_GIVEN RECORDS_

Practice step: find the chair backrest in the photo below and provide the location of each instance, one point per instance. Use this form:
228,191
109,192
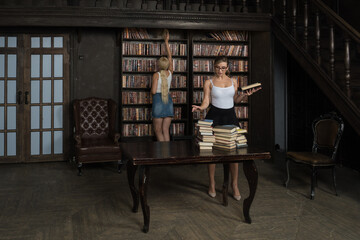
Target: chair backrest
328,129
94,117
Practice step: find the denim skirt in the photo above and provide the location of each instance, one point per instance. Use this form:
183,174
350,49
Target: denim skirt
160,109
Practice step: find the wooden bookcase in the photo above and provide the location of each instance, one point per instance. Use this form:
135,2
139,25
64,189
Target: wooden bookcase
193,55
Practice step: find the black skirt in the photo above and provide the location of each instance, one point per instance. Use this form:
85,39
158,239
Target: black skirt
222,116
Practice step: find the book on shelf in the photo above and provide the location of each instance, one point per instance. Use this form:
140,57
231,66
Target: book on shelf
241,145
207,122
254,85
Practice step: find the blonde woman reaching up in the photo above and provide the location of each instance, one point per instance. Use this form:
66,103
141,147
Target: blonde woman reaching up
162,105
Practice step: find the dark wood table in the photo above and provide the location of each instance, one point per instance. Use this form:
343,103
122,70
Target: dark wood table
146,154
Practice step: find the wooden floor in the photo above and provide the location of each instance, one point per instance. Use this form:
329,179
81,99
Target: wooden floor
49,201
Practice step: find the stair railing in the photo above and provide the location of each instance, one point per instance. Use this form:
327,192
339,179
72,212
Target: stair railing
307,20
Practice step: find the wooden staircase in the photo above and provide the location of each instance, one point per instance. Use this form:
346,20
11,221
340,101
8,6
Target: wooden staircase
326,47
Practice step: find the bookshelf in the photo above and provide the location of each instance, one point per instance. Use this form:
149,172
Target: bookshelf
206,46
193,54
140,49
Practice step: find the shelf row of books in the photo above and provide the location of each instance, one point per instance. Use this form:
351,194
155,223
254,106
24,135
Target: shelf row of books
242,111
229,35
198,80
137,130
144,114
142,49
208,65
144,81
199,114
150,65
177,129
140,130
135,33
178,96
200,49
141,97
136,97
198,97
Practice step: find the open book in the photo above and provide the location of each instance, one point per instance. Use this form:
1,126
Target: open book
254,85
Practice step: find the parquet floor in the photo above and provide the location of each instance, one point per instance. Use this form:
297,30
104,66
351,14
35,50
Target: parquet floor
49,201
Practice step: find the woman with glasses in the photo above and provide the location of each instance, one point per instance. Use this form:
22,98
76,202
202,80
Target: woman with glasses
220,93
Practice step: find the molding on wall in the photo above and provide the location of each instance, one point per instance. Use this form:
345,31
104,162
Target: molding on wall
119,18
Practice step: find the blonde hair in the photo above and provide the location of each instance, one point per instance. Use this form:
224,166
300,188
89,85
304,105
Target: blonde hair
164,65
220,59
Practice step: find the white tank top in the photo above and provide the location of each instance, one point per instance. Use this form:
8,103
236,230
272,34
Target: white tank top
158,89
222,97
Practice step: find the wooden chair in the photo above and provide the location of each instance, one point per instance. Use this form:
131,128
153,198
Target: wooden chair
95,137
327,129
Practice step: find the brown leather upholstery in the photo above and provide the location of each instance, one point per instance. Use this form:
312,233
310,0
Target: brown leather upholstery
327,130
96,140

_TO DO_
Retype all of the data above with no changes, but leave out the pictures.

_CORRECT RESULT_
Practice step: find the chair backrest in the photo below and provide the location of each instance, one point per instance. Use this form:
228,191
109,192
Target: chair backrest
328,129
94,117
Practice step: find the denim skirt in the photo above and provide the location of each instance, one point per instance. Use this form:
183,174
350,49
Target: denim skirt
160,109
Practice step: find the wooden bookcase in the photo above and provide the location of each instance, one point per instance. Use this form:
135,2
139,25
64,189
Target: wooden bookcase
193,55
Practice step: find the black skirt in the photo above and provide the location of each instance, one point per instance. Use this form:
85,39
158,239
Target: black skirt
222,116
Practice step: find the book on shelf in the photo above and provide the location of each instance, one point per instance. Use this form:
140,57
231,66
Target: book on shelf
241,145
207,122
254,85
Practice step: find the blonde woman reaching up in the photo above and provide the location of each instance, one point per instance. Use this form:
66,103
141,147
Target: blonde woman reaching up
162,105
Practice step: find the dark wood table in the photo above and provide the location of each instance, one point per instance. Use this form:
343,103
122,70
Target: dark wood table
146,154
Practice step: find the wooden floor in the photo above and provide the location of each instance, one point per instance. Use this form:
329,179
81,99
Target: wooden floor
49,201
Practice step: find the stair railing in the photo above and provide the location of each instance, one point per instance. Use this form:
327,192
339,179
72,212
Target: stair railing
307,20
Practice step: find the wooden staircase in the photo above and provide the location of each instance, one point per instance. Use this form:
346,20
11,221
340,101
8,6
Target: wooden staircase
326,47
Practice step: find the bookshelf in the photo above and provide the location of each instance, one point per instance. Use this form:
149,172
Target: bookshelf
206,46
193,54
140,49
Practice step: find the shelf row of books in the photo above and provide the location of each instance, one point per instance. Use this form:
351,194
155,223
254,106
24,135
Target: shelf row of books
242,111
229,35
198,80
137,130
144,114
142,49
208,65
144,81
199,114
150,65
177,129
140,130
135,33
178,96
200,49
141,97
136,97
198,97
Practice step: find the open book in the photo above and provide the location of each instance, one point per instance. Use this form:
1,126
Target: open book
254,85
Practice step: find the parquet floor in the photo above and provide the location of each instance, one point per instance. Use this form:
297,30
104,66
351,14
35,50
Target: parquet floor
49,201
Practice step: find the woman with glasses in the photo above and provide the location of each instance, one point per instance. Use this form:
22,98
76,202
202,80
Target: woman with glasses
220,93
Practice step: find the molding on wall in the photo above and provide the location of each instance, one point per instance. Use this form:
345,31
104,162
Target: molding on wall
119,18
Practice step: find the blonde hair in the photo above and provide the location of each instance, one point per instance. Use this form:
224,166
300,188
89,85
304,105
Target: blonde hair
164,65
220,59
Practice step: find the white tank top in the photo above and provide the location of each instance, one point per instance. Use this form:
8,103
236,230
272,34
Target: white tank top
158,89
222,97
Practice step: find the wooden chair in the photo above and provide the location of each instance, one point per instance. Use this form:
131,128
153,198
Target: wooden chair
95,137
327,129
Practice step: find the brown leather upholstery in the photo above and provide the location of each instance, one point per instance. Use this form:
312,233
310,0
Target: brown leather upholstery
327,130
96,140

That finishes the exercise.